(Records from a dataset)
★ ★ ★
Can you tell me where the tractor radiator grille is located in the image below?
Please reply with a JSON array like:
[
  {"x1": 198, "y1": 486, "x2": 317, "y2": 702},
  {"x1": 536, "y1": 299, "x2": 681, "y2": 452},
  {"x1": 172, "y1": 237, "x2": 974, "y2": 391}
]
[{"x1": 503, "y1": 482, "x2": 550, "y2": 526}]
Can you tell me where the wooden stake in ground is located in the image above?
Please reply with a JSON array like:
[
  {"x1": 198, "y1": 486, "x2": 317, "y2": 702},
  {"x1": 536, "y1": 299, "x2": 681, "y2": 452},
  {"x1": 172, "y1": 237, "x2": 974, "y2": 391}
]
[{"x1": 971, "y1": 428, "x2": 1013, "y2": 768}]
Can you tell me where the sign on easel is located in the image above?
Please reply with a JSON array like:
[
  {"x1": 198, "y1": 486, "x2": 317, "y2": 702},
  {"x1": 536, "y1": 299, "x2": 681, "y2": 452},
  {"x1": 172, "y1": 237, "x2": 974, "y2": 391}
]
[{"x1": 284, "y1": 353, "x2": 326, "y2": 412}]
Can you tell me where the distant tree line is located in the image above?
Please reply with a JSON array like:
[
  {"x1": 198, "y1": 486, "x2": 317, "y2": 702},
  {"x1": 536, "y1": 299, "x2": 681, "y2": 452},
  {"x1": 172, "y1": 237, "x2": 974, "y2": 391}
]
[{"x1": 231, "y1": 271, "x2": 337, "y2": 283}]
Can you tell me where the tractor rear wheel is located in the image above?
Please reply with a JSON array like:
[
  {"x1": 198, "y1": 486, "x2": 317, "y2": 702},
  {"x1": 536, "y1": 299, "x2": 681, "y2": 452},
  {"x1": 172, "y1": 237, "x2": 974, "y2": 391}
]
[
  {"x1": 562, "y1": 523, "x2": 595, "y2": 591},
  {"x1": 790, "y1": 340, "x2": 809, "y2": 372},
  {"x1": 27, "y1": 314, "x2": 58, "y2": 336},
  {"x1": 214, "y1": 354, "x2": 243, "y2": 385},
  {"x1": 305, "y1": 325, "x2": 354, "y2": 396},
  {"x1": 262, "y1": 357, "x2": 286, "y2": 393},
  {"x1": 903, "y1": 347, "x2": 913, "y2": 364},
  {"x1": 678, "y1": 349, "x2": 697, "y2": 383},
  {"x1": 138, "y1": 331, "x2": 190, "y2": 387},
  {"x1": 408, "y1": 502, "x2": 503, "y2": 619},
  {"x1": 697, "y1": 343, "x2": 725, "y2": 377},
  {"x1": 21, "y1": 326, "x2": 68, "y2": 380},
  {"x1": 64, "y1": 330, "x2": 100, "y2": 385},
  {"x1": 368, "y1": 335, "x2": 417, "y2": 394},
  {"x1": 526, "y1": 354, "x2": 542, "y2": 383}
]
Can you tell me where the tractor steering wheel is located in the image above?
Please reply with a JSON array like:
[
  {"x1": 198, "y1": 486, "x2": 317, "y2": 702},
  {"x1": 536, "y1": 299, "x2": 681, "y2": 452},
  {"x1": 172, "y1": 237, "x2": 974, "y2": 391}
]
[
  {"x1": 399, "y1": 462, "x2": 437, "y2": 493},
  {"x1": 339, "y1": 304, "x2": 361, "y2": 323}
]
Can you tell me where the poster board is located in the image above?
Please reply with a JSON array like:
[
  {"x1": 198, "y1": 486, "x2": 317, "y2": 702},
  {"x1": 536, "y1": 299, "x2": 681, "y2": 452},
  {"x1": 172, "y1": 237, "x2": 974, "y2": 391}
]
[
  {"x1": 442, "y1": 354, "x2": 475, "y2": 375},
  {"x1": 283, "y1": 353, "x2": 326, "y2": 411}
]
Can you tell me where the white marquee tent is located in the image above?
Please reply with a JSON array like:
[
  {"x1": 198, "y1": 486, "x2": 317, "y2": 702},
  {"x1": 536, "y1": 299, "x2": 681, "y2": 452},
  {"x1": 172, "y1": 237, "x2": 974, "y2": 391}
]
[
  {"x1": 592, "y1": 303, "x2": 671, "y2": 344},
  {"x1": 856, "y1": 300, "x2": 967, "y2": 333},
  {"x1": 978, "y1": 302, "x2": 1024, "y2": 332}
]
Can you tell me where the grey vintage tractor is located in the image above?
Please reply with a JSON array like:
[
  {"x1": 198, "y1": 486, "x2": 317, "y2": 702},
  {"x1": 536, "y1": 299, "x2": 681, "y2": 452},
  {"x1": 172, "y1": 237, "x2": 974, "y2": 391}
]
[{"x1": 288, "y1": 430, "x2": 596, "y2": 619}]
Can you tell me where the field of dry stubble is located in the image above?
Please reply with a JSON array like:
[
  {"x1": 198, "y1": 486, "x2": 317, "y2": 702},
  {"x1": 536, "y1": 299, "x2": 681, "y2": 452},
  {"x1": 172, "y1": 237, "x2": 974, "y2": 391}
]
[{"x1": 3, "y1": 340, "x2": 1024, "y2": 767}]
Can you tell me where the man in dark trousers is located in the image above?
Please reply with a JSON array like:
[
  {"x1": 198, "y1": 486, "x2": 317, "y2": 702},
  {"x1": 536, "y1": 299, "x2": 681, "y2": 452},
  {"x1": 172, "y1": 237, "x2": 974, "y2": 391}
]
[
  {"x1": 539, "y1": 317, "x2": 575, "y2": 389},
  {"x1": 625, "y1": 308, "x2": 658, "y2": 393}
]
★ ★ ★
● WHAT YOU HAVE TO DO
Full transcription, please: every entry, exactly as written.

● YOUR RESPONSE
Can you tell me where the tractor radiator grille is located in the image below?
Please reply with a JSON array like:
[
  {"x1": 198, "y1": 486, "x2": 317, "y2": 702},
  {"x1": 536, "y1": 299, "x2": 681, "y2": 452},
  {"x1": 172, "y1": 237, "x2": 974, "y2": 391}
]
[{"x1": 503, "y1": 482, "x2": 550, "y2": 526}]
Can you tell me where the wooden stake in ground is located in the image above?
Please reply with a JSON array like:
[
  {"x1": 198, "y1": 486, "x2": 317, "y2": 702},
  {"x1": 536, "y1": 299, "x2": 681, "y2": 452},
  {"x1": 172, "y1": 237, "x2": 974, "y2": 391}
]
[{"x1": 971, "y1": 428, "x2": 1013, "y2": 768}]
Can you tell me where the sign on easel is located in the image above?
Please reply with a JSON array like:
[
  {"x1": 198, "y1": 486, "x2": 317, "y2": 702},
  {"x1": 536, "y1": 299, "x2": 681, "y2": 452},
  {"x1": 172, "y1": 237, "x2": 974, "y2": 391}
]
[{"x1": 284, "y1": 353, "x2": 326, "y2": 412}]
Can you tell me where the distant tree line is located in the image above?
Please reply with a JSON array like:
[
  {"x1": 198, "y1": 486, "x2": 317, "y2": 702},
  {"x1": 536, "y1": 299, "x2": 681, "y2": 452},
  {"x1": 172, "y1": 237, "x2": 974, "y2": 391}
]
[{"x1": 231, "y1": 271, "x2": 337, "y2": 283}]
Can you tell me where the tractor rear wheel is located in the image above?
Please reply with a JSON array like:
[
  {"x1": 198, "y1": 486, "x2": 317, "y2": 702},
  {"x1": 536, "y1": 299, "x2": 681, "y2": 452},
  {"x1": 172, "y1": 237, "x2": 974, "y2": 391}
]
[
  {"x1": 562, "y1": 523, "x2": 595, "y2": 591},
  {"x1": 790, "y1": 340, "x2": 809, "y2": 372},
  {"x1": 27, "y1": 314, "x2": 58, "y2": 336},
  {"x1": 214, "y1": 354, "x2": 243, "y2": 385},
  {"x1": 305, "y1": 325, "x2": 354, "y2": 396},
  {"x1": 262, "y1": 357, "x2": 286, "y2": 393},
  {"x1": 903, "y1": 347, "x2": 913, "y2": 364},
  {"x1": 678, "y1": 349, "x2": 697, "y2": 383},
  {"x1": 138, "y1": 331, "x2": 190, "y2": 387},
  {"x1": 408, "y1": 502, "x2": 503, "y2": 619},
  {"x1": 697, "y1": 343, "x2": 725, "y2": 377},
  {"x1": 21, "y1": 326, "x2": 68, "y2": 380},
  {"x1": 64, "y1": 330, "x2": 100, "y2": 385},
  {"x1": 368, "y1": 335, "x2": 417, "y2": 394},
  {"x1": 526, "y1": 354, "x2": 542, "y2": 383}
]
Can you tell me where the tractor steering wheel is located in the image above?
Please reply with a JSON array like:
[
  {"x1": 198, "y1": 486, "x2": 317, "y2": 702},
  {"x1": 536, "y1": 299, "x2": 681, "y2": 452},
  {"x1": 172, "y1": 237, "x2": 974, "y2": 391}
]
[
  {"x1": 399, "y1": 462, "x2": 437, "y2": 493},
  {"x1": 339, "y1": 304, "x2": 361, "y2": 323}
]
Can you tell me where the poster board is located in the image above?
Please reply with a JSON array like:
[
  {"x1": 198, "y1": 486, "x2": 317, "y2": 702},
  {"x1": 536, "y1": 299, "x2": 681, "y2": 452},
  {"x1": 172, "y1": 237, "x2": 974, "y2": 391}
]
[
  {"x1": 442, "y1": 354, "x2": 475, "y2": 375},
  {"x1": 283, "y1": 353, "x2": 326, "y2": 411}
]
Can you tell me where the white marquee tent is located in the image above?
Please reply with a JSON array like:
[
  {"x1": 198, "y1": 486, "x2": 317, "y2": 702},
  {"x1": 536, "y1": 299, "x2": 681, "y2": 452},
  {"x1": 172, "y1": 237, "x2": 974, "y2": 391}
]
[
  {"x1": 592, "y1": 303, "x2": 671, "y2": 344},
  {"x1": 856, "y1": 300, "x2": 967, "y2": 333},
  {"x1": 978, "y1": 302, "x2": 1024, "y2": 332}
]
Can you tell me where the grey vintage tractor is located in the image above?
Please reply with a JSON array like:
[
  {"x1": 198, "y1": 486, "x2": 317, "y2": 702},
  {"x1": 536, "y1": 299, "x2": 681, "y2": 452},
  {"x1": 172, "y1": 237, "x2": 974, "y2": 391}
]
[{"x1": 288, "y1": 430, "x2": 596, "y2": 619}]
Can you tell me where the field of dry stubble is located in the image above?
Please reply with a JSON array like:
[
  {"x1": 198, "y1": 486, "x2": 317, "y2": 702},
  {"x1": 536, "y1": 299, "x2": 681, "y2": 452},
  {"x1": 172, "y1": 237, "x2": 974, "y2": 391}
]
[{"x1": 3, "y1": 340, "x2": 1024, "y2": 767}]
Can you tell me where the man in dark trousers is located in the image above?
Please reply with a JSON array like:
[
  {"x1": 198, "y1": 486, "x2": 317, "y2": 702},
  {"x1": 536, "y1": 299, "x2": 681, "y2": 452},
  {"x1": 172, "y1": 237, "x2": 974, "y2": 391}
]
[
  {"x1": 539, "y1": 317, "x2": 575, "y2": 389},
  {"x1": 625, "y1": 308, "x2": 658, "y2": 393}
]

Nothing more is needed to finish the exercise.